* EXERCISE BRIEF: Return all lines in the data where the string "beard" can be found.

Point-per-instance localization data
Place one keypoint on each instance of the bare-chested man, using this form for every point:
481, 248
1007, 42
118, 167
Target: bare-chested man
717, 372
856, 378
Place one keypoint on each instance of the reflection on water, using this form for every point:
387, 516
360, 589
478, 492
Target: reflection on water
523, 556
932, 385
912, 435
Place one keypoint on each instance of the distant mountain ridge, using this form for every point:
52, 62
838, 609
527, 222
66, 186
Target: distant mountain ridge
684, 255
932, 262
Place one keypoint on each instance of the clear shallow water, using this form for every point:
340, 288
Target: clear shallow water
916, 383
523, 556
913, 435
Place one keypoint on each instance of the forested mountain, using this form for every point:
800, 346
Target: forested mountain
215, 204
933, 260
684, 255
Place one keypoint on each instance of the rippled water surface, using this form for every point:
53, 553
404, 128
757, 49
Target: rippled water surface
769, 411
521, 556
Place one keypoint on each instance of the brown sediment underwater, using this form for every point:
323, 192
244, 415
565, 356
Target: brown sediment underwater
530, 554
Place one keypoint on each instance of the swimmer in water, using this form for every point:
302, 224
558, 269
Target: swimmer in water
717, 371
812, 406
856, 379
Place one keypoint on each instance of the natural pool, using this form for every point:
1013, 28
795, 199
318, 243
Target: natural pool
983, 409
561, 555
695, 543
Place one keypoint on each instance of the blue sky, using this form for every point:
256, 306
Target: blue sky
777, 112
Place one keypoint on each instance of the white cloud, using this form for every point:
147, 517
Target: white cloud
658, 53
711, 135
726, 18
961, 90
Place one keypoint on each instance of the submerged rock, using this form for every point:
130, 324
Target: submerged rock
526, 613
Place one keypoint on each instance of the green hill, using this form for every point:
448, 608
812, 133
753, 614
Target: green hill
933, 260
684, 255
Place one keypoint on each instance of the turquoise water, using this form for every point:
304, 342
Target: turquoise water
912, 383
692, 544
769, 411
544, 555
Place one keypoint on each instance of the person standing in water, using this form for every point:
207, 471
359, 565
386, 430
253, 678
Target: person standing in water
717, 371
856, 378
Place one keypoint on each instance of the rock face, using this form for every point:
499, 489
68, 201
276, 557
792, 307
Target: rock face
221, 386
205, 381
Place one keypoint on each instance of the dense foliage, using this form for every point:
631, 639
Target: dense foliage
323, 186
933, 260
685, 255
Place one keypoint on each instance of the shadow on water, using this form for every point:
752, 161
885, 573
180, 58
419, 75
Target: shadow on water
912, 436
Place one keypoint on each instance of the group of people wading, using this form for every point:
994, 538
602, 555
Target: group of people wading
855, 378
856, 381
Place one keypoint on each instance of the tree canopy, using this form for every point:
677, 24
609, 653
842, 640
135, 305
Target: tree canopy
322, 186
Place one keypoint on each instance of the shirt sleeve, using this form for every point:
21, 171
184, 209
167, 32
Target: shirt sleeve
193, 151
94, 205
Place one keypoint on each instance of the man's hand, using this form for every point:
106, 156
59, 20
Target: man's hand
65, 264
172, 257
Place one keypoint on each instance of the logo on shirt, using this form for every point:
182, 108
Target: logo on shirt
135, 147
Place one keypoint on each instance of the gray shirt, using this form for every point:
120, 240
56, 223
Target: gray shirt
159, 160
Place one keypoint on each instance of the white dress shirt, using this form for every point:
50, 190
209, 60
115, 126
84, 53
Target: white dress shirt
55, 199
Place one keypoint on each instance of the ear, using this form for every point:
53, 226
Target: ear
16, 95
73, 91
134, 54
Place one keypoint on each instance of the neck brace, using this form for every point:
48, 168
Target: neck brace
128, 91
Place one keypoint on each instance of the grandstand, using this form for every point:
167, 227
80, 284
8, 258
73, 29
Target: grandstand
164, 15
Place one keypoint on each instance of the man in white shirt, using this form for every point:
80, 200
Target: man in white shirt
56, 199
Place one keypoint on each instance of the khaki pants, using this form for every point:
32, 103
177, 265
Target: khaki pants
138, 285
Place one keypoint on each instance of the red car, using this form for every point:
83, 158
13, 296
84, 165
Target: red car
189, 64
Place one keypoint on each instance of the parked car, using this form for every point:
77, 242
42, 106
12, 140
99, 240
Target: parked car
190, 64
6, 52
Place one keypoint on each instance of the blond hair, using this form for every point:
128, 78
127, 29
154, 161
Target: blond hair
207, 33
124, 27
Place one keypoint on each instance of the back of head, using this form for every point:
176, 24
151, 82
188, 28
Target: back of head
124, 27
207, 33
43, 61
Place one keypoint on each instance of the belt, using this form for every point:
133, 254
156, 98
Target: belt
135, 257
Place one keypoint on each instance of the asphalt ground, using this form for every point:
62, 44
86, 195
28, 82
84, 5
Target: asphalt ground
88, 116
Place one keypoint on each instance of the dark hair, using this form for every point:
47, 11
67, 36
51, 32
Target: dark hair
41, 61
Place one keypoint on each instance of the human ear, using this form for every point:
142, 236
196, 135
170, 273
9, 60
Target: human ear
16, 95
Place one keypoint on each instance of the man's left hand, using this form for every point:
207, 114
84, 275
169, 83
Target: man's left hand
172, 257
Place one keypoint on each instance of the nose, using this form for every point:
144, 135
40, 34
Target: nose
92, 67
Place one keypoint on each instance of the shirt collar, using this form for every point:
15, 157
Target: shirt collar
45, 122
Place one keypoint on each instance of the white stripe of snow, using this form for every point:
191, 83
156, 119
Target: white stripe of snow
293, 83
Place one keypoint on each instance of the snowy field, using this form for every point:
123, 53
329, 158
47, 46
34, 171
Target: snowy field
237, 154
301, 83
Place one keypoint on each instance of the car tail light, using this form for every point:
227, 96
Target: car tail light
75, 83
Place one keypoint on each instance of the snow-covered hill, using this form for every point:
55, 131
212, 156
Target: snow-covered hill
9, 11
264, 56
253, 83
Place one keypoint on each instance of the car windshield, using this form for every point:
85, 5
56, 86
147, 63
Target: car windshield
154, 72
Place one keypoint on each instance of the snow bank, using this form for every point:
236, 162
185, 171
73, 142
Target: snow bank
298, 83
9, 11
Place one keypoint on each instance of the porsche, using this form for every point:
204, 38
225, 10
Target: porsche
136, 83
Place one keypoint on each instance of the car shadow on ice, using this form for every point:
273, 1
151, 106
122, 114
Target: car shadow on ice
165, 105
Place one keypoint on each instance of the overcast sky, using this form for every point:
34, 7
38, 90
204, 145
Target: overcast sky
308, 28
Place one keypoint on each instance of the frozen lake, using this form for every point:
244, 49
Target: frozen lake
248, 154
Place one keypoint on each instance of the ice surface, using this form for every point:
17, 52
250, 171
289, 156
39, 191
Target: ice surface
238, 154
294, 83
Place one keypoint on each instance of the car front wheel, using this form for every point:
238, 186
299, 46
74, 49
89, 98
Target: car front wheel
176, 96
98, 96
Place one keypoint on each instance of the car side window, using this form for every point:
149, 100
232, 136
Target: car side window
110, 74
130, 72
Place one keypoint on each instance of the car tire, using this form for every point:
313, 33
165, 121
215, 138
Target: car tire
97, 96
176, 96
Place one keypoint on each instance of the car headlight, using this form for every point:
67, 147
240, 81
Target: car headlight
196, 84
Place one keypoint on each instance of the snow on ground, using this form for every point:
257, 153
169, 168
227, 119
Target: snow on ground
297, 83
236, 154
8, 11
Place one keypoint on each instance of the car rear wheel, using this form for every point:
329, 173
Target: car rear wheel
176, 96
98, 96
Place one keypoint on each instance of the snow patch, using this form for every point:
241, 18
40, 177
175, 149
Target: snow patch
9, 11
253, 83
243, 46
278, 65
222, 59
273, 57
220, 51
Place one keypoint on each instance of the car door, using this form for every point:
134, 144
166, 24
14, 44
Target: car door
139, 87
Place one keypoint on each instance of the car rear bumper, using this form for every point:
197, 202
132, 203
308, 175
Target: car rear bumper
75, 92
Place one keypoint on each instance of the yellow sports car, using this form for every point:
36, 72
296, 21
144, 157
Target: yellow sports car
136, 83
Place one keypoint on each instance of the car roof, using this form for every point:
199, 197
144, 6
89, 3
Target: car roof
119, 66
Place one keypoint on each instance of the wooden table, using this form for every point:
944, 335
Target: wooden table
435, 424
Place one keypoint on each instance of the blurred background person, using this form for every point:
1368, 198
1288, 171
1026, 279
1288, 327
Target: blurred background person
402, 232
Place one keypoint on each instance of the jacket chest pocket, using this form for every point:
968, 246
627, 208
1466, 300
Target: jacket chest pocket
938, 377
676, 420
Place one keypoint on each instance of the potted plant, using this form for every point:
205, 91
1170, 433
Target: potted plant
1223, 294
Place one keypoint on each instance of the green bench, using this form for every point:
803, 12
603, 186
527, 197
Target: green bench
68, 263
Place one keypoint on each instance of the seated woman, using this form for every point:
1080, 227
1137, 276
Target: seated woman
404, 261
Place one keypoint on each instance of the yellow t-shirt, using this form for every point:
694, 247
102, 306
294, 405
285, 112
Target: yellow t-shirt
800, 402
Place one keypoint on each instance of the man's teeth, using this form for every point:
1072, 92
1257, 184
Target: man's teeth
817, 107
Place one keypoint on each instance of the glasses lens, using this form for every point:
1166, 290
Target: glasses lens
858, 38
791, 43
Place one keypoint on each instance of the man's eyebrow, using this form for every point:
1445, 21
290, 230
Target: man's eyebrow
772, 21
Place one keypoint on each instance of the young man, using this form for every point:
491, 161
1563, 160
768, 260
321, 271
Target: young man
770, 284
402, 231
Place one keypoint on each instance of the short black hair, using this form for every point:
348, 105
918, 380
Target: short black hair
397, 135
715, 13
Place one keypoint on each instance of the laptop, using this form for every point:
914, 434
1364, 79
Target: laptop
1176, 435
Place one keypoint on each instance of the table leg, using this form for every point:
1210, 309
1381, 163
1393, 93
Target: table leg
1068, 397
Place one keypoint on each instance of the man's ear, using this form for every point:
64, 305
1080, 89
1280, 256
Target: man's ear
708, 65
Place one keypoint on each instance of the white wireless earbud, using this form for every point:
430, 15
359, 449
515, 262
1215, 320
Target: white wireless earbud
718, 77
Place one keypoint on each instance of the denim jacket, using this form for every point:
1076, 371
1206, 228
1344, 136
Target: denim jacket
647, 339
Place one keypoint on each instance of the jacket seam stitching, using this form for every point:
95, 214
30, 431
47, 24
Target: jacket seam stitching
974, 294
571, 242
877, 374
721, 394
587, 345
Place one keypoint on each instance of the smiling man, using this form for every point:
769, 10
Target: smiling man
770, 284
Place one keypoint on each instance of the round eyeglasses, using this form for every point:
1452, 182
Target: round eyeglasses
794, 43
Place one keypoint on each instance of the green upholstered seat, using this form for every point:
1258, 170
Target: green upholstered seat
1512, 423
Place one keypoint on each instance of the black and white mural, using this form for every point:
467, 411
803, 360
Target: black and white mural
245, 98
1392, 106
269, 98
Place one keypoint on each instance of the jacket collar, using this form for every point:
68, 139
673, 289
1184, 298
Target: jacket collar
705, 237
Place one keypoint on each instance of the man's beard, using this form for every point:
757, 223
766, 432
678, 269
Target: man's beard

* RESPONSE BOX:
Place one keypoint on each instance of the man's beard, using this form for every point:
Target: man's beard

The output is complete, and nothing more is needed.